---------- EXTRACTED DATA ----------

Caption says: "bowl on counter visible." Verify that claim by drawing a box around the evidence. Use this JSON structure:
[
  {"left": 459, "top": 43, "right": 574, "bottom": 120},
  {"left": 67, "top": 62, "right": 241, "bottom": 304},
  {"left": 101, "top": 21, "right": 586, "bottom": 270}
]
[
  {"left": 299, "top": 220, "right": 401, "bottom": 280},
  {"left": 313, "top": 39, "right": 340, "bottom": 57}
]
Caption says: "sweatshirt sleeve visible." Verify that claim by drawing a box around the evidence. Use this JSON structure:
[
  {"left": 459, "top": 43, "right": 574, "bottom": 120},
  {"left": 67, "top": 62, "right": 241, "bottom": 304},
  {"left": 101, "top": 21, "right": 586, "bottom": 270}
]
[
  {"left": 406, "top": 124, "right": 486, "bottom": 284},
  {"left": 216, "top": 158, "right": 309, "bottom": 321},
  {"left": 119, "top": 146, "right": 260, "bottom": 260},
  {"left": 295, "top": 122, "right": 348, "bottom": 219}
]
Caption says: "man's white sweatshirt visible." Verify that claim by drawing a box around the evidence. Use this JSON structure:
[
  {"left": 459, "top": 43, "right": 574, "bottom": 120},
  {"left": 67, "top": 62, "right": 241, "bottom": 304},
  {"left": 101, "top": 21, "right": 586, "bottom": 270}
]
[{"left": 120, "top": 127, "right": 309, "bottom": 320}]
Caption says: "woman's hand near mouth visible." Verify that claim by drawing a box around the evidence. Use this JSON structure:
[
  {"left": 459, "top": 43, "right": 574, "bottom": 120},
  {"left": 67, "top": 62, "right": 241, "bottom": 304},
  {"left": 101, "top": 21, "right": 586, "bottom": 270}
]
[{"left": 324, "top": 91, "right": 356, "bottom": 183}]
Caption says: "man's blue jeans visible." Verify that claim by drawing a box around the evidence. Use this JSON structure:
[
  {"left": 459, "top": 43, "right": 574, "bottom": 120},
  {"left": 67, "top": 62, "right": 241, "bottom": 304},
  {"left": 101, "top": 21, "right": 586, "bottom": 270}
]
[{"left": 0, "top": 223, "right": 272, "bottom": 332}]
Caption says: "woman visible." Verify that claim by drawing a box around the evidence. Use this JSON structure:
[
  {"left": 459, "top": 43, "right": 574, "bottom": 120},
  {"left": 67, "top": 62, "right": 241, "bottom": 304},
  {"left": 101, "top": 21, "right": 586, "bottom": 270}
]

----------
---------- EXTRACTED DATA ----------

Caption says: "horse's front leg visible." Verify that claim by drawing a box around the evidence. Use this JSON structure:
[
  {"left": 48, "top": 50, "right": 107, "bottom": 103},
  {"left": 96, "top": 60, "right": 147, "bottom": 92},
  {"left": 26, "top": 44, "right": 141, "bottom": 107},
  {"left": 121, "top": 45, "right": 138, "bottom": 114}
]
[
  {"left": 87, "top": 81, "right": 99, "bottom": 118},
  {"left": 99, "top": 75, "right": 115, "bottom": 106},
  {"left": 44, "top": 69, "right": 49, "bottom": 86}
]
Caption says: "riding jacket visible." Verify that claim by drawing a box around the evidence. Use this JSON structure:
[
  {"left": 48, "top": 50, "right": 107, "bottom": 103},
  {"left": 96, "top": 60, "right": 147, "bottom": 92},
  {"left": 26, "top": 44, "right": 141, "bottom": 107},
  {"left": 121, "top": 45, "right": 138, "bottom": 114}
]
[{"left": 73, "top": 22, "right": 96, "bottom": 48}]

----------
---------- EXTRACTED DATA ----------

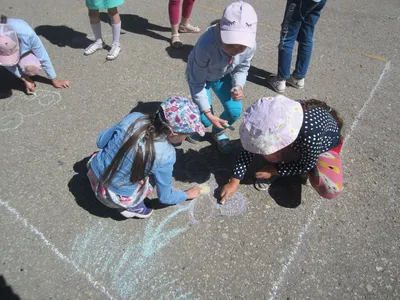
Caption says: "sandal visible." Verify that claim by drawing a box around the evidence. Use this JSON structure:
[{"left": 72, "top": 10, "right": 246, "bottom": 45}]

----------

- [THE REQUEST]
Return each line of the entries above that contains the string "sweatshirt", matching case exactly.

- [RESULT]
Caption says: "sweatshirt sleeve visible." Verify that claim by drawing a box around the evidence. Use this JSON structure:
Caption says: "man's white sweatshirt visible." Verify that claim by drawing a box around the evidence. Use this JSON structure:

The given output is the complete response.